----- DATA EXTRACTS -----

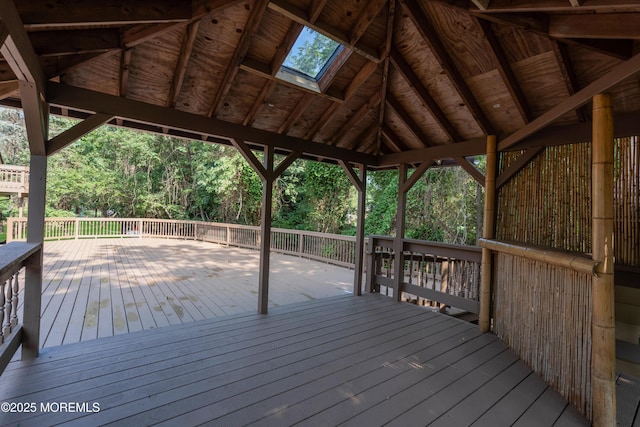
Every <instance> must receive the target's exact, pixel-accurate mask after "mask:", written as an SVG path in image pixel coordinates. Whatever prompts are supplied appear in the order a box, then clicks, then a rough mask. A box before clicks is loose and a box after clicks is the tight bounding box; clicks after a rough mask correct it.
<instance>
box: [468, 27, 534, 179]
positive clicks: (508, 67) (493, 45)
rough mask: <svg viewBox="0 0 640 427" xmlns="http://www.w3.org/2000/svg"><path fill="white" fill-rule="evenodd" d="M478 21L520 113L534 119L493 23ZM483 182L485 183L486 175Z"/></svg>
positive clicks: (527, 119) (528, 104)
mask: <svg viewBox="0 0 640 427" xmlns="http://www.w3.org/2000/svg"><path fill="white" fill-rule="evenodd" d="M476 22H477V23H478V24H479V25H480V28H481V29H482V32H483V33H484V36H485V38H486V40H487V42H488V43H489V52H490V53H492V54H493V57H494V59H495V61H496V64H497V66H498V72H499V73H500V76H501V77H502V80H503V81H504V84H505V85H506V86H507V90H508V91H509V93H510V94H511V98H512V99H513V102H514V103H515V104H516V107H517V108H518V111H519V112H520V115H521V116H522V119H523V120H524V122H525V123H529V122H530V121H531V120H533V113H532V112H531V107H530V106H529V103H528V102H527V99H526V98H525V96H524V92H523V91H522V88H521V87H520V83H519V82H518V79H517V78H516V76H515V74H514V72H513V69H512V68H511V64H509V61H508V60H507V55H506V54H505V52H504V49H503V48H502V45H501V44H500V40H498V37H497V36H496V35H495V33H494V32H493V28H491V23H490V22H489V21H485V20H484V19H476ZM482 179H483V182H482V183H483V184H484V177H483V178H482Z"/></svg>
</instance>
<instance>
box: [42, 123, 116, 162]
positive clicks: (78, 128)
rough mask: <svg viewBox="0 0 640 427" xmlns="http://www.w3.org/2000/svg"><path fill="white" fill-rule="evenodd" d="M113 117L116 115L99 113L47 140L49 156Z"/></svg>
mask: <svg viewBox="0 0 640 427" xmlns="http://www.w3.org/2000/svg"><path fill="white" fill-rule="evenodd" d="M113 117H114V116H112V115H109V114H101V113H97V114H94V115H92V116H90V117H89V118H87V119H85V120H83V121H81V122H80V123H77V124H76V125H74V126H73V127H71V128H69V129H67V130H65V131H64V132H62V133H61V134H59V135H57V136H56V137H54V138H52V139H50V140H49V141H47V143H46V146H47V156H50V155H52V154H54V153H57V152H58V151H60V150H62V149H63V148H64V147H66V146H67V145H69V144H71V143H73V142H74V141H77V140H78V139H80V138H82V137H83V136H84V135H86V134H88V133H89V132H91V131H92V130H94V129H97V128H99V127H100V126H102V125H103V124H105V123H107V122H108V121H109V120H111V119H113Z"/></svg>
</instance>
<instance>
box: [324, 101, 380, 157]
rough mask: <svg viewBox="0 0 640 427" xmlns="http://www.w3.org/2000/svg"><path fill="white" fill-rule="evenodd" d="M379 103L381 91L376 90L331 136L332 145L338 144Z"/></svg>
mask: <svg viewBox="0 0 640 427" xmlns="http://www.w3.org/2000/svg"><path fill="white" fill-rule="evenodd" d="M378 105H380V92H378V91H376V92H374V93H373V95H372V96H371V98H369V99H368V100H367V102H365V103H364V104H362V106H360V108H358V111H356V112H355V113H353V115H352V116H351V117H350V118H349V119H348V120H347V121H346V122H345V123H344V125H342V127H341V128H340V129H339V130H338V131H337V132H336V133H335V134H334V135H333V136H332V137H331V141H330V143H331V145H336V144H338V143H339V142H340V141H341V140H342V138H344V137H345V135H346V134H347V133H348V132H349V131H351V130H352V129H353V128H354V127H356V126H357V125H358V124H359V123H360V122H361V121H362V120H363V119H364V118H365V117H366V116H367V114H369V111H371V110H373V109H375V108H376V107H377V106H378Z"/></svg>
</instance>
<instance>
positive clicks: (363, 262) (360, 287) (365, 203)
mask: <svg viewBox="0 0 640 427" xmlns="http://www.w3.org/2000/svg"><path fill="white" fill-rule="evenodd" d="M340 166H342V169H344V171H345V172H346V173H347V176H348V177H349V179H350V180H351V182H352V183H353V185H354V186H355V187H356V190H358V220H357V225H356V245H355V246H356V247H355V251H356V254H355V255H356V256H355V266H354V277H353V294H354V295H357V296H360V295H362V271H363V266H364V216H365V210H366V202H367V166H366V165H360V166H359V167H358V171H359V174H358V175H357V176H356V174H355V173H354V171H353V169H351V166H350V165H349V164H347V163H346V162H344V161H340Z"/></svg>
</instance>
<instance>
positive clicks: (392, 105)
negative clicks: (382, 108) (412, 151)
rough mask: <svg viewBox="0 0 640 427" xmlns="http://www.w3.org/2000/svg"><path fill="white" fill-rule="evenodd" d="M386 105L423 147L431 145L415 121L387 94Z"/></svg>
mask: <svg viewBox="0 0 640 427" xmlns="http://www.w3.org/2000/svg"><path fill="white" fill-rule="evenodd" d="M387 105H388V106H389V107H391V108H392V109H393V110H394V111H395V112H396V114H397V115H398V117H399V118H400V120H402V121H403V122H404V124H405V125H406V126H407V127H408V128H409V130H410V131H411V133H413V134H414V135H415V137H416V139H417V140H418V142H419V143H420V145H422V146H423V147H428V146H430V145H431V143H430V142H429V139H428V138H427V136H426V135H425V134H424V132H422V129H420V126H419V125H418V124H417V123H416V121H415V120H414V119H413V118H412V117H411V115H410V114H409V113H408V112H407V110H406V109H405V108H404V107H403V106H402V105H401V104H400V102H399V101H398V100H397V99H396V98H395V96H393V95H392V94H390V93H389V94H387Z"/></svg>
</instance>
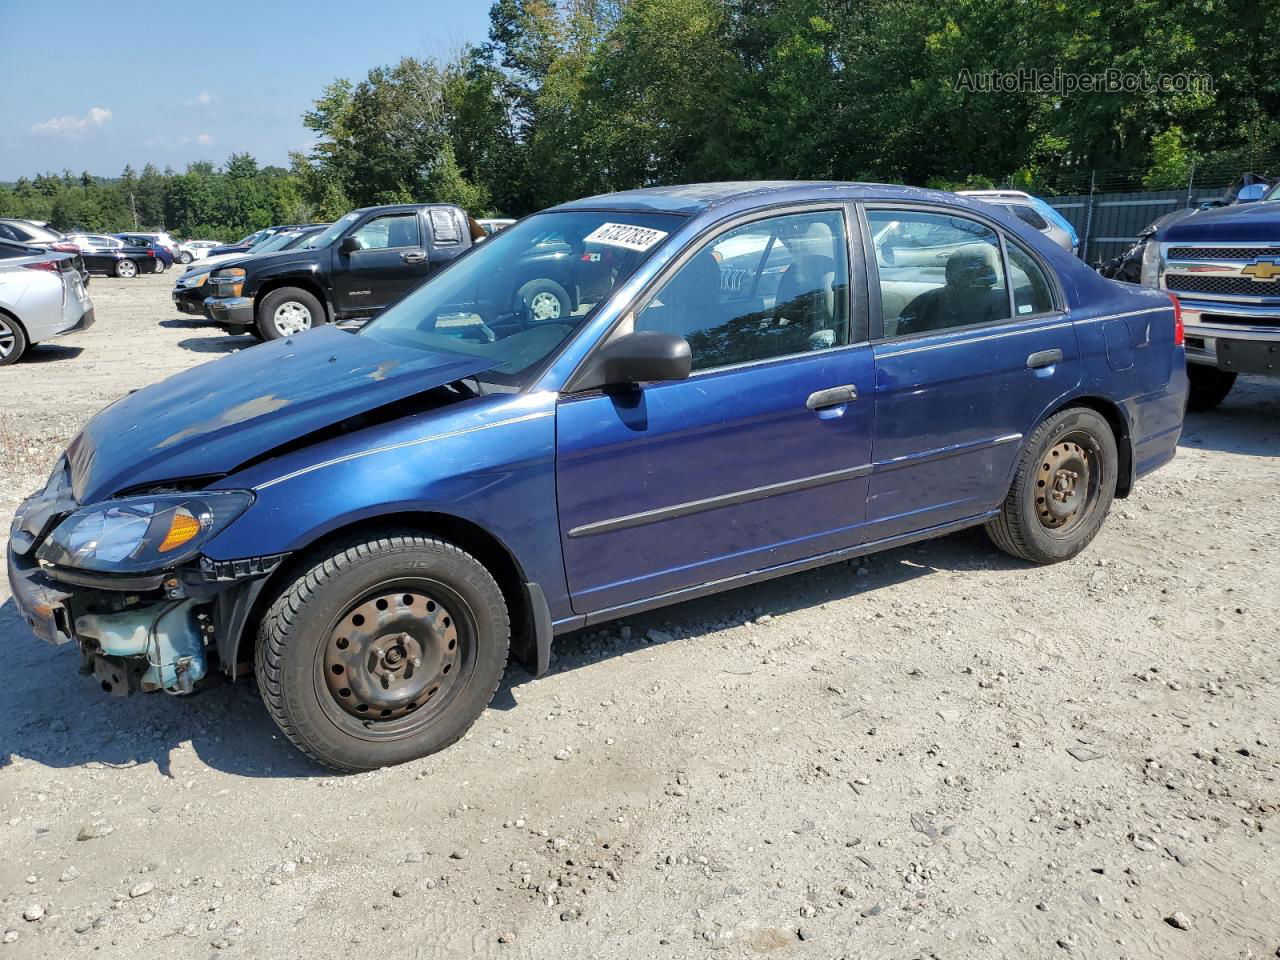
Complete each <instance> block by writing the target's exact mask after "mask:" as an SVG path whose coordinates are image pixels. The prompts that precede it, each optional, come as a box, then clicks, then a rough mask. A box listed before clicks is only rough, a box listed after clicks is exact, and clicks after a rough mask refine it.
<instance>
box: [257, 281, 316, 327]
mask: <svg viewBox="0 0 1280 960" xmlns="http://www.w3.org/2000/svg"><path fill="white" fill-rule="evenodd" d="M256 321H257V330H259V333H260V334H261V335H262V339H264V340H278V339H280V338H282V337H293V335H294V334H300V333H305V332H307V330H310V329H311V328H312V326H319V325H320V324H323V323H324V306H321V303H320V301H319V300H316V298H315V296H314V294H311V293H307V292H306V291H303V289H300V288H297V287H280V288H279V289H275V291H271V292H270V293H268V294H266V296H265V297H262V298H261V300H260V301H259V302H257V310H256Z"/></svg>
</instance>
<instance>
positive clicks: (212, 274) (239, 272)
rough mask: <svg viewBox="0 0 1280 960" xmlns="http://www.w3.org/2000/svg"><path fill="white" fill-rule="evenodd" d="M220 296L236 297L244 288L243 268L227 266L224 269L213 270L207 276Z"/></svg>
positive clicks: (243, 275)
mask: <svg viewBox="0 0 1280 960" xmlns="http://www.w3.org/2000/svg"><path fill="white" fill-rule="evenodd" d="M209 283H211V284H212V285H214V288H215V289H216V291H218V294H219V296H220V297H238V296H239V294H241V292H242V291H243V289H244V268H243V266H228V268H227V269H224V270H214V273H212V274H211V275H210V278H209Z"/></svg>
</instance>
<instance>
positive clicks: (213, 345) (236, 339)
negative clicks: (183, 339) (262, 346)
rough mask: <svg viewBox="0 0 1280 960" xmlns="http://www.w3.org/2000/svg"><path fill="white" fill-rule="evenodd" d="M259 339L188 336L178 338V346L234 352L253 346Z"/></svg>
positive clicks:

-----

• _TASK DIRECTIONS_
Revise the lines above so that every "rough mask" reads "coarse mask", with all other text left as it is. Leave the pictures out of your version.

• _FINISHED EXERCISE_
Every <instance> must receive the target's exact, pixel-accurate mask after "mask:", written as an SVG path in image pixel coordinates. Whatever prompts are supplied appear in the order a box, then clicks, then a coarse mask. A box before clicks is loose and a box after clicks is the tight bounding box; clicks after a coarse mask correct it.
<instance>
box: [468, 27, 534, 179]
positive clicks: (508, 67) (493, 45)
coarse mask: <svg viewBox="0 0 640 427" xmlns="http://www.w3.org/2000/svg"><path fill="white" fill-rule="evenodd" d="M478 21L520 113L534 119L493 23ZM483 182L485 183L486 175Z"/></svg>
positive clicks: (527, 119) (528, 104)
mask: <svg viewBox="0 0 640 427" xmlns="http://www.w3.org/2000/svg"><path fill="white" fill-rule="evenodd" d="M476 22H477V23H478V24H479V25H480V28H481V29H482V32H483V33H484V36H485V38H486V40H487V42H488V43H489V52H490V53H492V54H493V57H494V59H495V61H496V64H497V66H498V72H499V73H500V76H501V77H502V80H503V81H504V84H505V85H506V86H507V90H508V91H509V93H510V94H511V98H512V99H513V102H514V103H515V104H516V107H517V108H518V111H519V112H520V115H521V116H522V119H523V120H524V122H525V123H529V122H530V121H531V120H533V113H532V112H531V107H530V106H529V103H528V102H527V99H526V98H525V96H524V92H523V91H522V88H521V87H520V83H519V82H518V79H517V78H516V76H515V74H514V72H513V69H512V68H511V64H509V61H508V60H507V55H506V54H505V52H504V49H503V48H502V45H501V44H500V40H498V37H497V36H496V35H495V33H494V32H493V28H491V23H490V22H489V21H485V20H484V19H476ZM482 179H483V182H482V183H483V184H484V177H483V178H482Z"/></svg>
</instance>
<instance>
box: [42, 123, 116, 162]
positive clicks: (78, 128)
coarse mask: <svg viewBox="0 0 640 427" xmlns="http://www.w3.org/2000/svg"><path fill="white" fill-rule="evenodd" d="M113 117L116 115L99 113L47 140L49 156Z"/></svg>
mask: <svg viewBox="0 0 640 427" xmlns="http://www.w3.org/2000/svg"><path fill="white" fill-rule="evenodd" d="M113 117H114V116H112V115H109V114H101V113H97V114H94V115H92V116H90V117H89V118H87V119H85V120H83V121H81V122H80V123H77V124H76V125H74V126H73V127H71V128H69V129H67V130H65V131H64V132H62V133H61V134H59V135H57V136H56V137H54V138H52V139H50V140H49V141H47V143H46V146H47V156H50V155H52V154H54V153H57V152H58V151H60V150H62V149H63V148H64V147H66V146H67V145H69V144H71V143H73V142H74V141H77V140H78V139H80V138H82V137H83V136H84V135H86V134H88V133H89V132H91V131H92V130H94V129H97V128H99V127H100V126H102V125H103V124H105V123H107V122H108V121H109V120H111V119H113Z"/></svg>
</instance>
<instance>
box: [324, 101, 380, 157]
coarse mask: <svg viewBox="0 0 640 427" xmlns="http://www.w3.org/2000/svg"><path fill="white" fill-rule="evenodd" d="M379 103L381 91L376 90L331 136L332 145L338 144Z"/></svg>
mask: <svg viewBox="0 0 640 427" xmlns="http://www.w3.org/2000/svg"><path fill="white" fill-rule="evenodd" d="M378 105H380V92H378V91H376V92H374V93H373V95H372V96H371V98H369V99H368V100H367V102H365V103H364V104H362V106H360V108H358V111H356V112H355V113H353V115H352V116H351V117H350V118H349V119H348V120H347V121H346V122H345V123H344V125H342V127H341V128H340V129H339V130H338V131H337V132H336V133H335V134H334V135H333V136H332V137H331V141H330V143H331V145H336V144H338V143H339V142H340V141H341V140H342V138H344V137H345V135H346V134H347V133H348V132H349V131H351V130H352V129H353V128H354V127H356V126H357V125H358V124H359V123H360V122H361V121H362V120H363V119H364V118H365V117H366V116H367V114H369V111H371V110H373V109H375V108H376V107H377V106H378Z"/></svg>
</instance>
<instance>
positive clicks: (363, 262) (360, 287) (365, 203)
mask: <svg viewBox="0 0 640 427" xmlns="http://www.w3.org/2000/svg"><path fill="white" fill-rule="evenodd" d="M340 166H342V169H344V171H345V172H346V173H347V176H348V177H349V179H350V180H351V182H352V183H353V185H354V186H355V187H356V190H358V220H357V225H356V245H355V246H356V247H355V251H356V254H355V255H356V256H355V266H354V277H353V294H354V295H357V296H360V295H362V271H363V266H364V216H365V210H366V202H367V166H366V165H360V166H359V167H358V171H359V174H358V175H357V176H356V174H355V173H354V171H353V169H351V166H350V165H349V164H347V163H346V162H344V161H340Z"/></svg>
</instance>
<instance>
positive clicks: (392, 105)
negative clicks: (382, 108) (412, 151)
coarse mask: <svg viewBox="0 0 640 427" xmlns="http://www.w3.org/2000/svg"><path fill="white" fill-rule="evenodd" d="M386 105L423 147L431 145L415 121L387 94Z"/></svg>
mask: <svg viewBox="0 0 640 427" xmlns="http://www.w3.org/2000/svg"><path fill="white" fill-rule="evenodd" d="M387 105H388V106H389V107H391V108H392V109H393V110H394V111H395V112H396V114H397V115H398V117H399V118H400V120H402V121H403V122H404V124H405V125H406V126H407V127H408V128H409V130H410V131H411V133H413V134H414V135H415V137H416V139H417V140H418V142H419V143H420V145H422V146H423V147H428V146H430V145H431V143H430V142H429V139H428V138H427V136H426V135H425V134H424V132H422V129H420V126H419V125H418V124H417V123H416V121H415V120H414V119H413V118H412V117H411V115H410V114H409V113H408V112H407V110H406V109H405V108H404V107H403V106H402V105H401V104H400V102H399V101H398V100H397V99H396V98H395V96H393V95H392V94H390V93H389V94H387Z"/></svg>
</instance>
Complete each <instance> block by writing the target's exact mask after "mask:" as an SVG path whose coordinates are image pixels. The prompts that precede it, each optional, come as a box, then clicks, then a coarse mask. A box listed before clicks is only rough, a box listed after clicks is exact, and clicks after a coarse mask refine it.
<instance>
box: [257, 281, 316, 327]
mask: <svg viewBox="0 0 1280 960" xmlns="http://www.w3.org/2000/svg"><path fill="white" fill-rule="evenodd" d="M256 321H257V330H259V333H260V334H261V335H262V339H264V340H278V339H280V338H282V337H293V335H294V334H300V333H305V332H307V330H310V329H311V328H312V326H319V325H320V324H323V323H324V306H321V303H320V301H319V300H316V298H315V296H314V294H311V293H307V292H306V291H303V289H300V288H297V287H280V288H279V289H275V291H271V292H270V293H268V294H266V296H265V297H262V298H261V300H260V301H259V302H257V310H256Z"/></svg>
</instance>
<instance>
positive clicks: (212, 274) (239, 272)
coarse mask: <svg viewBox="0 0 1280 960" xmlns="http://www.w3.org/2000/svg"><path fill="white" fill-rule="evenodd" d="M220 296L236 297L244 288L243 268L227 266L224 269L213 270L207 276Z"/></svg>
positive clicks: (243, 275)
mask: <svg viewBox="0 0 1280 960" xmlns="http://www.w3.org/2000/svg"><path fill="white" fill-rule="evenodd" d="M209 283H211V284H212V285H214V288H215V289H216V291H218V294H219V296H220V297H238V296H239V294H241V292H242V291H243V289H244V268H243V266H228V268H227V269H224V270H214V273H212V274H211V275H210V278H209Z"/></svg>
</instance>
<instance>
positive clicks: (213, 345) (236, 339)
negative clicks: (183, 339) (262, 346)
coarse mask: <svg viewBox="0 0 1280 960" xmlns="http://www.w3.org/2000/svg"><path fill="white" fill-rule="evenodd" d="M259 339L188 336L178 338V346L234 352L253 346Z"/></svg>
positive clicks:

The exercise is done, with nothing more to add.